- _Work to be completed_:
Nothing but the line with "Target: water surface" and the lines after it, through the end of the records below, is to be repeated, exactly as it is.

- _Records to process_:
====================
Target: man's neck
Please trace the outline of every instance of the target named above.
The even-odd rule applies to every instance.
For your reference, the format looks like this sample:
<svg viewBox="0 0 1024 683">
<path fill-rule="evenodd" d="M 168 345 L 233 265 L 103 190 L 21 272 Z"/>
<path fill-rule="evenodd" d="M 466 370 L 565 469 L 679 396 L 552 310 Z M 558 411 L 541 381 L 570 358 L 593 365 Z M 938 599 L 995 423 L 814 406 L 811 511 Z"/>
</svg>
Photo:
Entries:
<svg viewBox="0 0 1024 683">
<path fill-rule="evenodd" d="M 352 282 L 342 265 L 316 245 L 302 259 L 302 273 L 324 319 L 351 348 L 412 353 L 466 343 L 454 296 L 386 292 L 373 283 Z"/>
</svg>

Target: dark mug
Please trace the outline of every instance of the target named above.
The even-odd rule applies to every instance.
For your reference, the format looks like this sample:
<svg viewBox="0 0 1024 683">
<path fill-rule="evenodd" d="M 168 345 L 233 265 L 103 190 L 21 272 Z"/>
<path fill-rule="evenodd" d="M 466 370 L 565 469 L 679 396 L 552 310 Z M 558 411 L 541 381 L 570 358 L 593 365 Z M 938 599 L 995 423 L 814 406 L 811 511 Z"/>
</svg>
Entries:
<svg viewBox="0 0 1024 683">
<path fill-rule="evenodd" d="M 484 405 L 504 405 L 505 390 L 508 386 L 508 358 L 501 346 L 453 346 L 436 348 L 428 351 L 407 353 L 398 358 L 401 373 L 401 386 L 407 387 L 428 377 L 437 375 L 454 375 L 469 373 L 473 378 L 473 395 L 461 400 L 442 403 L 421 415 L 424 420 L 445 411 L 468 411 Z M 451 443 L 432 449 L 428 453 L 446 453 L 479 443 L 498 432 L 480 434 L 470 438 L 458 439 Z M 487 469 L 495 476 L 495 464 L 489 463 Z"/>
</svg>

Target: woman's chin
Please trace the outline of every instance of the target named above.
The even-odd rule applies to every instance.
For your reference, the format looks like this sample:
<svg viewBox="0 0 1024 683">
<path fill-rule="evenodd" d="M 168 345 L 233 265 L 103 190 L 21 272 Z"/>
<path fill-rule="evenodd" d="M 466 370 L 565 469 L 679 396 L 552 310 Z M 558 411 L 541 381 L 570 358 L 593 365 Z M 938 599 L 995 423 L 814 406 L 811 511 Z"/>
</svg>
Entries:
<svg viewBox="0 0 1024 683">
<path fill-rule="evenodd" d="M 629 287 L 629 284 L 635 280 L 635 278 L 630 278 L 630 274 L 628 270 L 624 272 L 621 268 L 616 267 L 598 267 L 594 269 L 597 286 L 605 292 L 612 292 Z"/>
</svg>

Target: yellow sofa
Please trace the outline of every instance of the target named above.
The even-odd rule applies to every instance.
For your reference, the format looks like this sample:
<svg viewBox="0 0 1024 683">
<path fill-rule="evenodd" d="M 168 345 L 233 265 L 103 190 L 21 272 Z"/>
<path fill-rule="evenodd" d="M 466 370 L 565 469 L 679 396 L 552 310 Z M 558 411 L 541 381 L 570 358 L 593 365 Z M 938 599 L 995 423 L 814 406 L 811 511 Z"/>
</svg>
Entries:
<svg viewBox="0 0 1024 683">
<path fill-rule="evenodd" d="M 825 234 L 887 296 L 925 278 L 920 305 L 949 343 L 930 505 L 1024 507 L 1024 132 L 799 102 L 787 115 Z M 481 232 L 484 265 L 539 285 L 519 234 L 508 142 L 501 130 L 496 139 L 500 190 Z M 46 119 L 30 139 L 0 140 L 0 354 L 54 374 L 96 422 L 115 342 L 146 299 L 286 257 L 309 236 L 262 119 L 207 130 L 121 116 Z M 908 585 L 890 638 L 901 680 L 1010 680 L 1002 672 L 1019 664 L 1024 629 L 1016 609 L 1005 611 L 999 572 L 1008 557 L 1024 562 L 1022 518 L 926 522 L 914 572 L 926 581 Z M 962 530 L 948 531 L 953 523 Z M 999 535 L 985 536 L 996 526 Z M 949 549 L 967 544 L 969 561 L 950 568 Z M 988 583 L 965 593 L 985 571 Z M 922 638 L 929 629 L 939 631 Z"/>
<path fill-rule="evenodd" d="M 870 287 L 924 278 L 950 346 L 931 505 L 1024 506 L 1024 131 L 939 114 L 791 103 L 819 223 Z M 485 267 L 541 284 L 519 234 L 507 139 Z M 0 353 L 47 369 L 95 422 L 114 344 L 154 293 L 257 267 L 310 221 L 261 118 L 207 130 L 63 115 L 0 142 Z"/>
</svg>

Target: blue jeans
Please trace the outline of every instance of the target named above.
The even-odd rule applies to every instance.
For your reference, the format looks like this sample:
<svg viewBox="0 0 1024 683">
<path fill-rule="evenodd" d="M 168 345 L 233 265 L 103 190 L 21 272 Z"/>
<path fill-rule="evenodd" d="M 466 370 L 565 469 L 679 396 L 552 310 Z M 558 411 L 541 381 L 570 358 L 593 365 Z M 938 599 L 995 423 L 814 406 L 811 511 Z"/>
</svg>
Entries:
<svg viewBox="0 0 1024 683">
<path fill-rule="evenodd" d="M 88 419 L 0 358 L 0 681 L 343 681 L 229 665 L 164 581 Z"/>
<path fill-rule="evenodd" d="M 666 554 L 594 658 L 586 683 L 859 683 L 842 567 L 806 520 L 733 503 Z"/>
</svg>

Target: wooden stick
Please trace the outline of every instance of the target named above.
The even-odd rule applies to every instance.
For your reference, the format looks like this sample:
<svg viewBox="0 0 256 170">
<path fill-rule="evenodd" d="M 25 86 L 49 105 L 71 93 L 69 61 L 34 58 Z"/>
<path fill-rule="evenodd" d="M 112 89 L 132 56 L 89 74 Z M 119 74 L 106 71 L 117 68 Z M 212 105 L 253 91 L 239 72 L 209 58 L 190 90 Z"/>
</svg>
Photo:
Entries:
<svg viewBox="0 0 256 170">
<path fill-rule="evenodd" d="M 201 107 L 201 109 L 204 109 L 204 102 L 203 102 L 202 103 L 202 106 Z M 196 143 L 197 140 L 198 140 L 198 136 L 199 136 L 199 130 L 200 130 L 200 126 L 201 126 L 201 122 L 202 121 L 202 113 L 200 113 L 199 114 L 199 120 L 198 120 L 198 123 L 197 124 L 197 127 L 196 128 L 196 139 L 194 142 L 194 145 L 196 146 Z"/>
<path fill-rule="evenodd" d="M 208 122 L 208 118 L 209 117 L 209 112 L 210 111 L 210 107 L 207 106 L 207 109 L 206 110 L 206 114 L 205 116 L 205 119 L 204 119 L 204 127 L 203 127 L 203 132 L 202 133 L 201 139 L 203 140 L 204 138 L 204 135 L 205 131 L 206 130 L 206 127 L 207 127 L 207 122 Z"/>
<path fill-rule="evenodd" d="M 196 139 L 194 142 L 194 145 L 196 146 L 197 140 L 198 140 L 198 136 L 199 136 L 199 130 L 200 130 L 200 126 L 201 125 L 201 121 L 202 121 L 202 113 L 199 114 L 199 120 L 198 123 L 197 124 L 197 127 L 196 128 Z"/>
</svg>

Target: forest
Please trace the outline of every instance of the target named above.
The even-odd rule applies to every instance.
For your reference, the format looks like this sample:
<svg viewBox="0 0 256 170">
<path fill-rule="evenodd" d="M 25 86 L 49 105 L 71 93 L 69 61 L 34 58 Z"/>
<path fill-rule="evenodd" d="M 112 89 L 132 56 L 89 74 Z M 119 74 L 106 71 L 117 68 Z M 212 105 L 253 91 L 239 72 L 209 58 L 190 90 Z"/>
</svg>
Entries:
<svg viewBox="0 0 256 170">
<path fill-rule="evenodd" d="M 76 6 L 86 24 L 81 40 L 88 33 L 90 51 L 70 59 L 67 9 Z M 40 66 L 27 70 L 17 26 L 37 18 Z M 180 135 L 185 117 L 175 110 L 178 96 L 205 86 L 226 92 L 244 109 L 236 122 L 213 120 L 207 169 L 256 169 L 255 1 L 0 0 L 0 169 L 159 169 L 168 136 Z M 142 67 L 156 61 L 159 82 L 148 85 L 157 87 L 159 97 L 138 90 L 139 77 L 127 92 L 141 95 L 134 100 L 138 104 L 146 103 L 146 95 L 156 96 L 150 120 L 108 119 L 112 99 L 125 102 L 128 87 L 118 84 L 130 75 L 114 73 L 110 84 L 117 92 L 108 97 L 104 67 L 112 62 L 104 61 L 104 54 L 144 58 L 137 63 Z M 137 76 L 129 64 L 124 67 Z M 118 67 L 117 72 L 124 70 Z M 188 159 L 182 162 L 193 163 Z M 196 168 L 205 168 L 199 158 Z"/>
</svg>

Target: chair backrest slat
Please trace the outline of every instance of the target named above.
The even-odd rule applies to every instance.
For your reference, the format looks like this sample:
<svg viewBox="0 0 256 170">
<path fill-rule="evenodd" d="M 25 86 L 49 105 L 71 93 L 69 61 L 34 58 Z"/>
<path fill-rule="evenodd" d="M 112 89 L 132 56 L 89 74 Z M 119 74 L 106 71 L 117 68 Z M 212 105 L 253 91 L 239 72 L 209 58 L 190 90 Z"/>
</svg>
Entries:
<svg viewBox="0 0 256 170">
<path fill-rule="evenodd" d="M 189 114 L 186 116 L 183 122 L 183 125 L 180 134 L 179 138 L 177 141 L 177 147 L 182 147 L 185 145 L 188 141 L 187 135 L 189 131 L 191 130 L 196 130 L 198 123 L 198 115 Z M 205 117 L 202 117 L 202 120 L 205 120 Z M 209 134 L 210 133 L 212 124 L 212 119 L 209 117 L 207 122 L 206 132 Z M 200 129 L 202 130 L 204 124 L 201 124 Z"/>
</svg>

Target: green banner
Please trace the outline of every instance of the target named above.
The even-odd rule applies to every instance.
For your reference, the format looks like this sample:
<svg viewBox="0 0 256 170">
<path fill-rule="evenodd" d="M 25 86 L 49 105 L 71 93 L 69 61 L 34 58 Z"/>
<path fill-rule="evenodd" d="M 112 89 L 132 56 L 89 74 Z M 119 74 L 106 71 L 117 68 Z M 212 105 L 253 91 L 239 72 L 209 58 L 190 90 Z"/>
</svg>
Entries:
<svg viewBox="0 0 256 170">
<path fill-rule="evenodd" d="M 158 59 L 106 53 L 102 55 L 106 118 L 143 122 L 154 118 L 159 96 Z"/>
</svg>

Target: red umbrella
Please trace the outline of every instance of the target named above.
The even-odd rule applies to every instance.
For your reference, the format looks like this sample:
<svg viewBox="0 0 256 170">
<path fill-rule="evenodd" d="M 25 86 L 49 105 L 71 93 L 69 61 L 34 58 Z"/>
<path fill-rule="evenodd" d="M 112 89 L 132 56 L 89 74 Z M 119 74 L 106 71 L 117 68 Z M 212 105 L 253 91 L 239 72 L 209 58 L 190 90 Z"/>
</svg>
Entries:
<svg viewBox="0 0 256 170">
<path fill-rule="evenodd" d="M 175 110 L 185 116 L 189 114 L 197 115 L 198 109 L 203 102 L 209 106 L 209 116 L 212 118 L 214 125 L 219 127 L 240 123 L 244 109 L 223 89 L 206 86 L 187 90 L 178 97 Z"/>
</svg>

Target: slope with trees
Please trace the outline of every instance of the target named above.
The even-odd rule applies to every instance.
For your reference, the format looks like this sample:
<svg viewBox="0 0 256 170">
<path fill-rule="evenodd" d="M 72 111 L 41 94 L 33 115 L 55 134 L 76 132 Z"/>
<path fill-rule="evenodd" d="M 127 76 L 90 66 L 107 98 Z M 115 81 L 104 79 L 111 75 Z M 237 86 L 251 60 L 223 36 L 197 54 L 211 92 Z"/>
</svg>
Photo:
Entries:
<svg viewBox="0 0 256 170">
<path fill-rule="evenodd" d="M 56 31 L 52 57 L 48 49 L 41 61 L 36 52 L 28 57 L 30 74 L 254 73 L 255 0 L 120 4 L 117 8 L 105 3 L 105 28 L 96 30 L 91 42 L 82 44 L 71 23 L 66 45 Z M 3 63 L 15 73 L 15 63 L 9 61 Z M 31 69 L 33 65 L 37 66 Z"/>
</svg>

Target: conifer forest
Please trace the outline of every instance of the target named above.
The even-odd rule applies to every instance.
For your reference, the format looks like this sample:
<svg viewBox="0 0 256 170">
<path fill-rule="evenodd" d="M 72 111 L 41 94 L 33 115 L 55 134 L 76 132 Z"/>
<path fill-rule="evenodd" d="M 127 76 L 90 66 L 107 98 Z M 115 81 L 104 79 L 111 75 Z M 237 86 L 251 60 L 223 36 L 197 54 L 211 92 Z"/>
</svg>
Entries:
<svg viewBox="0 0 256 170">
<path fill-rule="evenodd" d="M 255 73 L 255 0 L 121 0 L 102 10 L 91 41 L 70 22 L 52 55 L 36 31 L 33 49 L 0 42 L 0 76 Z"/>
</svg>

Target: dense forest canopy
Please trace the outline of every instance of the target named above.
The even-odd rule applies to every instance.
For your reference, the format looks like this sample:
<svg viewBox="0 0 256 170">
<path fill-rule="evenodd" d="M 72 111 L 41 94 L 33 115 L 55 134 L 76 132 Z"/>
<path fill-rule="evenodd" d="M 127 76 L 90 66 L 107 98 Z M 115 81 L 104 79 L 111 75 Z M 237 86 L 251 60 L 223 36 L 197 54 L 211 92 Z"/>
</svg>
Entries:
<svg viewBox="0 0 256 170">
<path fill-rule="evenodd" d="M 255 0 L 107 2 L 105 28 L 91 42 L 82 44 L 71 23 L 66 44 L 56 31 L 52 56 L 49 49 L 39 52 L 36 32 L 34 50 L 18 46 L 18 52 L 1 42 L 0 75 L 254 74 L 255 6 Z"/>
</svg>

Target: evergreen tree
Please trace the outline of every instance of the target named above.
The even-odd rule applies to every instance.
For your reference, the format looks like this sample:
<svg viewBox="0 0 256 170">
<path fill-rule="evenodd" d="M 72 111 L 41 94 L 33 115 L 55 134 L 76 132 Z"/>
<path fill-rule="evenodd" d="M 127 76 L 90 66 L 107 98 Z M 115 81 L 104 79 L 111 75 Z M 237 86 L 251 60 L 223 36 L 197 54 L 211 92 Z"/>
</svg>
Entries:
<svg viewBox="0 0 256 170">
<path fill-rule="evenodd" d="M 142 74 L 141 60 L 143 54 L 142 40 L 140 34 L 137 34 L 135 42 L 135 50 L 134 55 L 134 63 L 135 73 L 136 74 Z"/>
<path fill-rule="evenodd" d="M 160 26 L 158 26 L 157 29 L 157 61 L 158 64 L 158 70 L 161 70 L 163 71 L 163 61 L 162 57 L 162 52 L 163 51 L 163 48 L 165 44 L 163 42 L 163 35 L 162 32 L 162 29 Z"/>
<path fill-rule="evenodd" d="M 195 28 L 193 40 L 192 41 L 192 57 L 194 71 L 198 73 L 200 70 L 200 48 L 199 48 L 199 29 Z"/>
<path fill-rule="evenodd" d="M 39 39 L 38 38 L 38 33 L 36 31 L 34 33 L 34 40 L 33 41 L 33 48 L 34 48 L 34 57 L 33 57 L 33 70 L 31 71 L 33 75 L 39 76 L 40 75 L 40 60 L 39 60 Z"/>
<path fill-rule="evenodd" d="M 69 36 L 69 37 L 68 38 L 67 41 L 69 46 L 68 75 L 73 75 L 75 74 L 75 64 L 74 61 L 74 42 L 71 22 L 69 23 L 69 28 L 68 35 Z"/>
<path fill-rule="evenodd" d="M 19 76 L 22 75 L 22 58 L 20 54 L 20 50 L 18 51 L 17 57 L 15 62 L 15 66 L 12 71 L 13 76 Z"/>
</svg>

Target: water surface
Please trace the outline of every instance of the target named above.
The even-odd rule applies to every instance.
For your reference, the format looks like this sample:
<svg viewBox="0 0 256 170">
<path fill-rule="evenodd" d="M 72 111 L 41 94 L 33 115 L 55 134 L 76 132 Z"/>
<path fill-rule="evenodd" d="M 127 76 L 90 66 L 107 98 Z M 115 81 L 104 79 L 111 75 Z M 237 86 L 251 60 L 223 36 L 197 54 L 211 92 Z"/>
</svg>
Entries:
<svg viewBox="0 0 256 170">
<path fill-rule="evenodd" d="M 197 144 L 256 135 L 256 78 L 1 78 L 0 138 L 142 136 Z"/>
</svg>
====================
- _Solution to this exercise_:
Target: water surface
Please trace the outline of every instance of the target named above.
The even-odd rule applies to every instance.
For your reference, the format looks like this sample:
<svg viewBox="0 0 256 170">
<path fill-rule="evenodd" d="M 72 111 L 41 94 L 33 115 L 55 134 L 76 132 Z"/>
<path fill-rule="evenodd" d="M 127 76 L 90 66 L 107 98 Z M 115 81 L 104 79 L 111 75 Z M 237 86 L 251 60 L 223 36 L 197 54 L 211 92 Z"/>
</svg>
Entries:
<svg viewBox="0 0 256 170">
<path fill-rule="evenodd" d="M 197 144 L 256 135 L 256 78 L 1 78 L 0 138 L 142 136 Z"/>
</svg>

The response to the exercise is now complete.